## KUTIPAN HALAMAN:
---
Dan bila dicermati dari isi pokok kebijakan merdeka belajar jelas lebih difokuskan pada jenjang pendidikan dasar dan menengah, meskipun pada perkembangan selanjutnya juga ke jenjang pendidikan tinggi (Dikti) melalui program “Kampus Merdeka”.
Pastinya program “Merdeka Belajar” bukanlah sebuah kebijakan yang secara tiba-tiba muncul, melainkan melalui serangkaian proses yang panjang dan matang, setelah beberapa waktu lalu pasca dilantik menjadi Mendikbud banyak melakukan kajian komprehensif dengan mengundang dan mendatangi para pakar pendidikan, pengawas, kepala sekolah, guru-guru, organisasi profesi guru dan lain sebagainya, untuk mendengar berbagai masukan terkait permasalahan praktik pendidikan.
Oleh karena itu, seiring berjalannya waktu, dunia pendidikan Indonesia saat ini juga mengalami perubahan. Dan harapannya “dunia pendidikan berubah, maka para guru, peserta didik, orang tua peserta didik, dan pelaku serta pemerhati pendidikan juga harus turut berubah di dalamnya (Tempora Mutantur Et Nos Mutamur In Illis).
Sebab, jika tidak berubah, maka program merdeka belajar, hanyalah sebuah program tanpa makna.
Dan guna mewujudkan merdeka belajar, maka kementerian pendidikan, kebudayaan, riset dan teknologi mengeluarkan kebijakan merdeka belajar, yang merupakan langkah untuk mentransformasi pendidikan demi terwujudnya SDM unggul Indonesia yang memiliki profil pelajar pancasila.
---
## DATA SUMBER:

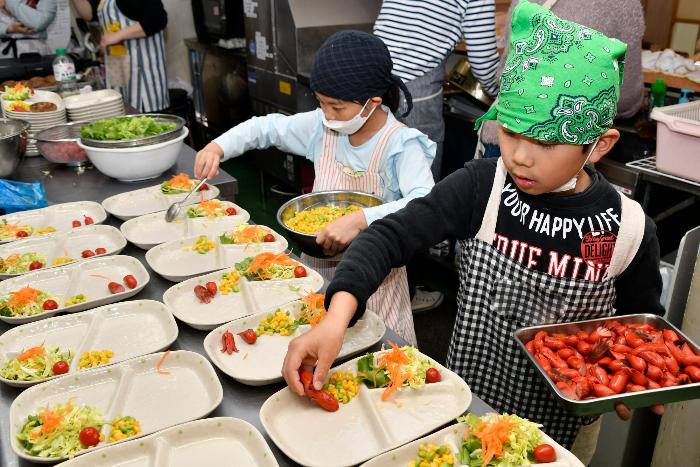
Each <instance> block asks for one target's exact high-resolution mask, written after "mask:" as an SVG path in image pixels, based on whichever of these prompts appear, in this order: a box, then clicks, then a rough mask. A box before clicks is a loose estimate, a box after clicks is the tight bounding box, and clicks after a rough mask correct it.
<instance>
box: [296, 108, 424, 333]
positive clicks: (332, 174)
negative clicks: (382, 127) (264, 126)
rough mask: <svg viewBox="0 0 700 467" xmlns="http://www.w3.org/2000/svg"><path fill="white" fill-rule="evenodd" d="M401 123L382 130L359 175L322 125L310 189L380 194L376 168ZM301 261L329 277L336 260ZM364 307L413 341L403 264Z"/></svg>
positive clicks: (368, 300) (311, 257) (407, 287)
mask: <svg viewBox="0 0 700 467" xmlns="http://www.w3.org/2000/svg"><path fill="white" fill-rule="evenodd" d="M403 126H404V125H403V124H401V123H399V122H394V123H392V124H391V125H390V126H389V127H388V128H386V129H385V130H384V131H383V133H382V134H381V135H380V137H379V141H378V142H377V144H376V146H375V147H374V151H373V152H372V157H371V159H370V163H369V165H368V166H367V170H366V171H365V172H364V173H362V174H361V175H351V174H349V173H346V171H345V170H344V167H343V165H342V164H341V163H340V162H338V161H337V160H336V158H335V154H336V149H337V142H338V133H336V132H335V131H331V130H329V129H328V128H325V127H324V132H323V153H322V154H321V160H320V163H319V165H318V168H317V170H316V179H315V180H314V186H313V191H330V190H350V191H360V192H363V193H369V194H372V195H375V196H379V197H383V190H382V184H381V178H380V175H379V168H380V166H381V162H382V159H383V157H384V152H385V150H386V147H387V145H388V142H389V140H390V139H391V136H392V135H393V134H394V132H395V131H396V130H398V129H399V128H401V127H403ZM302 261H304V262H305V263H306V264H308V265H309V266H311V267H312V268H313V269H315V270H317V271H318V272H319V273H320V274H321V275H322V276H323V277H324V278H325V279H326V280H331V279H332V277H333V273H334V272H335V268H336V267H337V266H338V261H332V260H327V259H320V258H314V257H312V256H308V255H304V254H302ZM367 308H368V309H370V310H372V311H374V312H375V313H377V314H378V315H379V316H380V317H381V318H382V320H383V321H384V323H385V324H386V325H387V326H389V327H390V328H391V329H392V330H394V331H395V332H396V333H397V334H398V335H399V336H401V337H402V338H404V339H405V340H406V341H407V342H408V343H409V344H411V345H416V330H415V328H414V327H413V314H412V312H411V299H410V297H409V293H408V280H407V276H406V268H405V267H402V268H398V269H392V271H391V273H389V275H388V276H387V277H386V279H384V282H382V284H381V285H380V286H379V288H378V289H377V291H376V292H374V294H372V296H371V297H370V298H369V300H368V301H367Z"/></svg>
---
## YANG DIMINTA:
Salin dengan persis bagian kutipan tentang kebijakan Merdeka Belajar yang diawali kata-kata "Dan bila dicermati" dan diakhiri "permasalahan praktik pendidikan.".

## JAWABAN TUGAS:
Dan bila dicermati dari isi pokok kebijakan merdeka belajar jelas lebih difokuskan pada jenjang pendidikan dasar dan menengah, meskipun pada perkembangan selanjutnya juga ke jenjang pendidikan tinggi (Dikti) melalui program “Kampus Merdeka”.
Pastinya program “Merdeka Belajar” bukanlah sebuah kebijakan yang secara tiba-tiba muncul, melainkan melalui serangkaian proses yang panjang dan matang, setelah beberapa waktu lalu pasca dilantik menjadi Mendikbud banyak melakukan kajian komprehensif dengan mengundang dan mendatangi para pakar pendidikan, pengawas, kepala sekolah, guru-guru, organisasi profesi guru dan lain sebagainya, untuk mendengar berbagai masukan terkait permasalahan praktik pendidikan.